* begin Text passage *
This is then a problem for PEM’s reductionist aspirations: brains only do PEM and PEM is not sufficient for consciousness. I can only see one way to go here: consciousness must arise when the organism minimizes its prediction error in a certain way or to a certain degree.

Different ways and degrees of minimizing prediction error can be leveraged through perceptual inference, active inference, precision optimization, and complexity reduction. We can then look at very simple non-conscious creatures and ask how they differ in these dimensions from conscious creatures (assuming we have independent means of distinguishing these kinds of creatures).

There is a proposal like this around. Hobson and Friston (pdf) have suggested that dreaming is an adaptation where the brain is engaged in complexity reduction via synthetic prediction errors. They propose that consciousness arose as a consequence of the ability to create such inner virtual reality. This places the theory in the company of Revonsuo and Metzinger, who have proposed similar ideas albeit without the PEM machinery. It would mean that creatures who do not dream are not conscious.

I think this is an intriguing idea. It is at least as appealing as some of the other theories of consciousness out there (IIT, HOT, loops, AIR, GNWS). I don’t think it alone is going to be enough, however. One reason is that there must be something about waking perceptual inference specifically that relates to consciousness, and the dreaming theory doesn’t very strongly provide this link. A better strategy is to look at all the theories of consciousness, and identify the elements in them that are supported by different aspects of PEM (while being prepared to jettison the elements that are not). Then combine all these elements and this will then be a patchwork-style PEM theory of consciousness.
* end Text passage *
* begin Information shown *
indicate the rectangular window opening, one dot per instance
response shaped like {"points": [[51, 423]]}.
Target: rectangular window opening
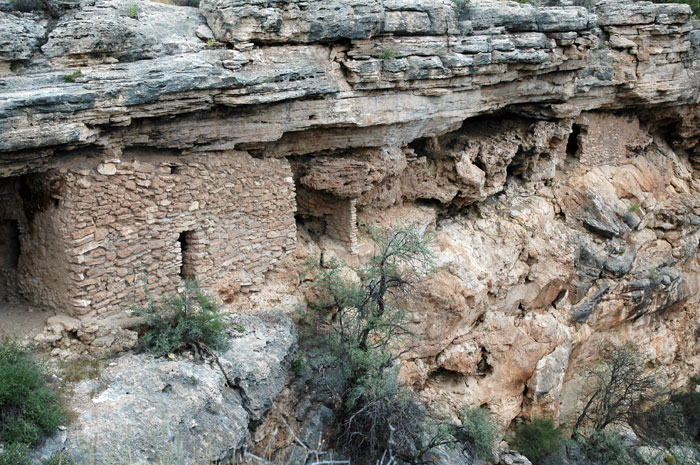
{"points": [[185, 239], [9, 244]]}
* end Information shown *
Parts of the exercise:
A) Answer these questions using the passage on consciousness:
(i) Which four means does it list for leveraging different ways and degrees of minimizing prediction error?
(ii) What do Hobson and Friston suggest dreaming is?
(iii) What kind of theory results from combining the elements supported by PEM?
B) Copy out the part of the passage on consciousness that begins at the words "This is then" and stops after "kinds of creatures).".
Please work from the passage on consciousness alone, leaving the data aside.

Correct answers:
A)
(i) Perceptual inference, active inference, precision optimization, and complexity reduction.
(ii) An adaptation where the brain is engaged in complexity reduction via synthetic prediction errors.
(iii) A patchwork-style PEM theory of consciousness.

B)
This is then a problem for PEM’s reductionist aspirations: brains only do PEM and PEM is not sufficient for consciousness. I can only see one way to go here: consciousness must arise when the organism minimizes its prediction error in a certain way or to a certain degree.

Different ways and degrees of minimizing prediction error can be leveraged through perceptual inference, active inference, precision optimization, and complexity reduction. We can then look at very simple non-conscious creatures and ask how they differ in these dimensions from conscious creatures (assuming we have independent means of distinguishing these kinds of creatures).